I came across a writing issue here - obscure text. At one point I read, "I refuse to let how much his presence affects me show." It was so curious I had to read it twice more before I fully grasped what it was saying. Wouldn't it have been better to write, "I refuse to let show how much his presence affects me"? One simple change and it improves readability immensely. At least to me it does. This is the value of good editing, which is all on you if you're self-publishing. It's a big burden to carry.

The writing, though, wasn't the real problem, not from a technical PoV. The real problem was the unending tedium of listening to the main character's obsessive-compulsive wallowing, which made me detest her. I ditched this novel as a DNF. I can't recommend it and I'm done with this author.


Interworld by Neil Gaiman, Michael Reeves


Rating: WARTY!

I'd like to like Neil Gaiman. I loved the Doctor Who episode he wrote a couple of seasons back, and I really liked his novel Stardust, and I liked his Underwhere graphic novel, but ever since those, it seems that he's determined to thwart my every effort to like what he writes. A few days ago I read a The Sandman Overture graphic novel and thought it was a nasty mess. I decided to try again with this middle-grade audiobook and I thought, finally, I'd found something I could listen to, but after enjoying the opening chapters, the novel went the same way that Sandman had: sideways, but in this case literally. It then devolved into nonsense and became just annoying. Maybe middle-graders will like this gobbledygook, but it sure doesn't leave anything but distaste in my reading mouth. I can't imagine my own kids finding it entertaining.

Problem A
Answer from the reviews:
(i) What rewording does the reviewer propose for "I refuse to let how much his presence affects me show."?
(ii) What rating is given to Interworld?
(iii) Which graphic novel, read a few days earlier, did the reviewer call a nasty mess?
Problem B
According to the reviews, why did the reviewer abandon the first novel as a DNF when its writing was not the main issue?
Problem C
Reproduce the reviews from "I'd like to" up to and including "finding it entertaining.".
The listing that comes next has no connection to the reviews.

Listed records
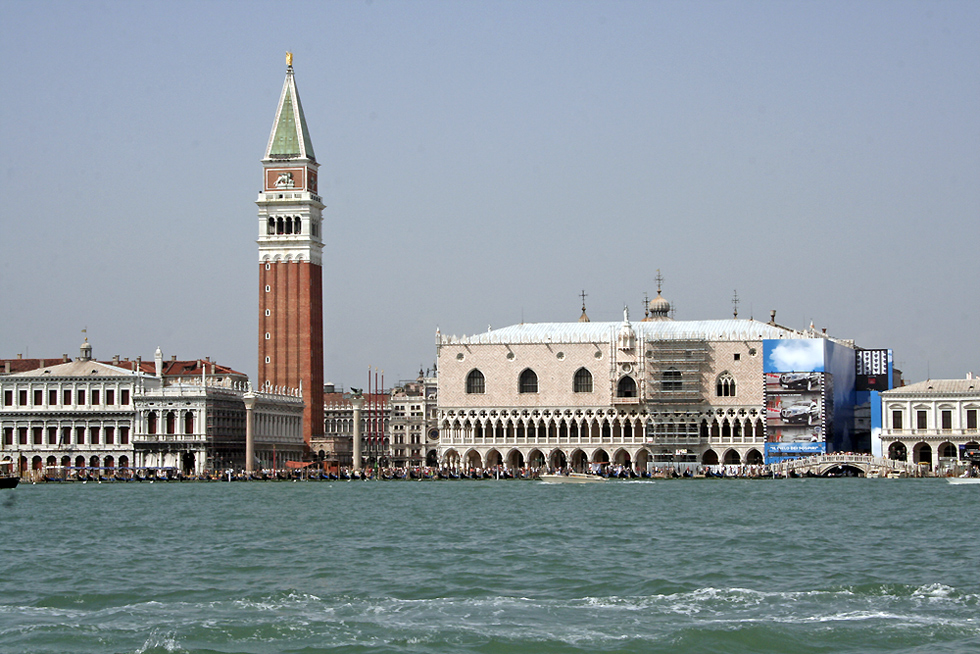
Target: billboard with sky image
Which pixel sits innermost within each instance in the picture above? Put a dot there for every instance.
(809, 389)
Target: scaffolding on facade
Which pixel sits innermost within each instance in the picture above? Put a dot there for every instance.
(676, 371)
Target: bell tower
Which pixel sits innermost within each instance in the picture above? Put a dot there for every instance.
(290, 258)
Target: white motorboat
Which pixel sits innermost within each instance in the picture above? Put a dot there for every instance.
(571, 478)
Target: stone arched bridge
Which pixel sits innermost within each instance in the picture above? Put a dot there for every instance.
(820, 465)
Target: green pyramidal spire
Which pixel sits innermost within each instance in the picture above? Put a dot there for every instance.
(290, 138)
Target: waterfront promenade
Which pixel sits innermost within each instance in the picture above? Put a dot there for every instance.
(828, 465)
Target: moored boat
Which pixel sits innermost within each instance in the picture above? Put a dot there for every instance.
(571, 478)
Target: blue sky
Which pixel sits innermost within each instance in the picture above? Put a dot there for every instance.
(483, 163)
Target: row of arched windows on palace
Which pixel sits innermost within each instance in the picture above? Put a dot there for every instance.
(527, 382)
(170, 420)
(37, 463)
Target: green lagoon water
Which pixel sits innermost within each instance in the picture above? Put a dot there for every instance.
(800, 566)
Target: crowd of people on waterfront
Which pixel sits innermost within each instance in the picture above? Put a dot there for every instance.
(379, 473)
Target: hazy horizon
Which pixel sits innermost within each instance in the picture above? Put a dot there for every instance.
(484, 163)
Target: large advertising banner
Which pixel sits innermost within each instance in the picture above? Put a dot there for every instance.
(776, 452)
(795, 410)
(796, 398)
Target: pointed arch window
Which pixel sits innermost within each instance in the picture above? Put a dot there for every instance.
(528, 382)
(626, 387)
(725, 386)
(583, 381)
(476, 382)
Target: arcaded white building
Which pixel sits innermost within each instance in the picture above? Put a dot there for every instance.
(74, 414)
(579, 394)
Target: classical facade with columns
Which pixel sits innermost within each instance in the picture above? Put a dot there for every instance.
(586, 394)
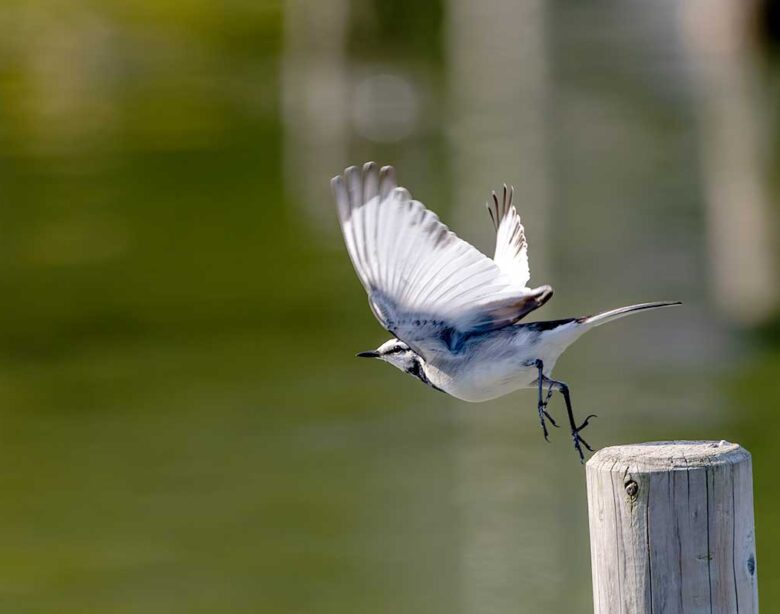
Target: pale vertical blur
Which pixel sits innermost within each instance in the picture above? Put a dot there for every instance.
(735, 116)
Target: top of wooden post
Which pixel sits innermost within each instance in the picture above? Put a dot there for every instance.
(669, 455)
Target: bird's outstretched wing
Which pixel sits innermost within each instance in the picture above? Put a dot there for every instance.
(511, 247)
(425, 285)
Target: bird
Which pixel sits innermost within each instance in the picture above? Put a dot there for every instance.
(453, 312)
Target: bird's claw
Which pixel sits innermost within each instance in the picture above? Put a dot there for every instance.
(542, 415)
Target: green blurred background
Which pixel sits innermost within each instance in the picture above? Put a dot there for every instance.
(183, 427)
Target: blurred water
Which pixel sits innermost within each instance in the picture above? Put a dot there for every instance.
(182, 422)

Written reply A
(i) "I refuse to let show how much his presence affects me"
(ii) WARTY!
(iii) The Sandman Overture

Written reply B
The real problem was the unending tedium of listening to the main character's obsessive-compulsive wallowing. It made the reviewer detest her.

Written reply C
I'd like to like Neil Gaiman. I loved the Doctor Who episode he wrote a couple of seasons back, and I really liked his novel Stardust, and I liked his Underwhere graphic novel, but ever since those, it seems that he's determined to thwart my every effort to like what he writes. A few days ago I read a The Sandman Overture graphic novel and thought it was a nasty mess. I decided to try again with this middle-grade audiobook and I thought, finally, I'd found something I could listen to, but after enjoying the opening chapters, the novel went the same way that Sandman had: sideways, but in this case literally. It then devolved into nonsense and became just annoying. Maybe middle-graders will like this gobbledygook, but it sure doesn't leave anything but distaste in my reading mouth. I can't imagine my own kids finding it entertaining.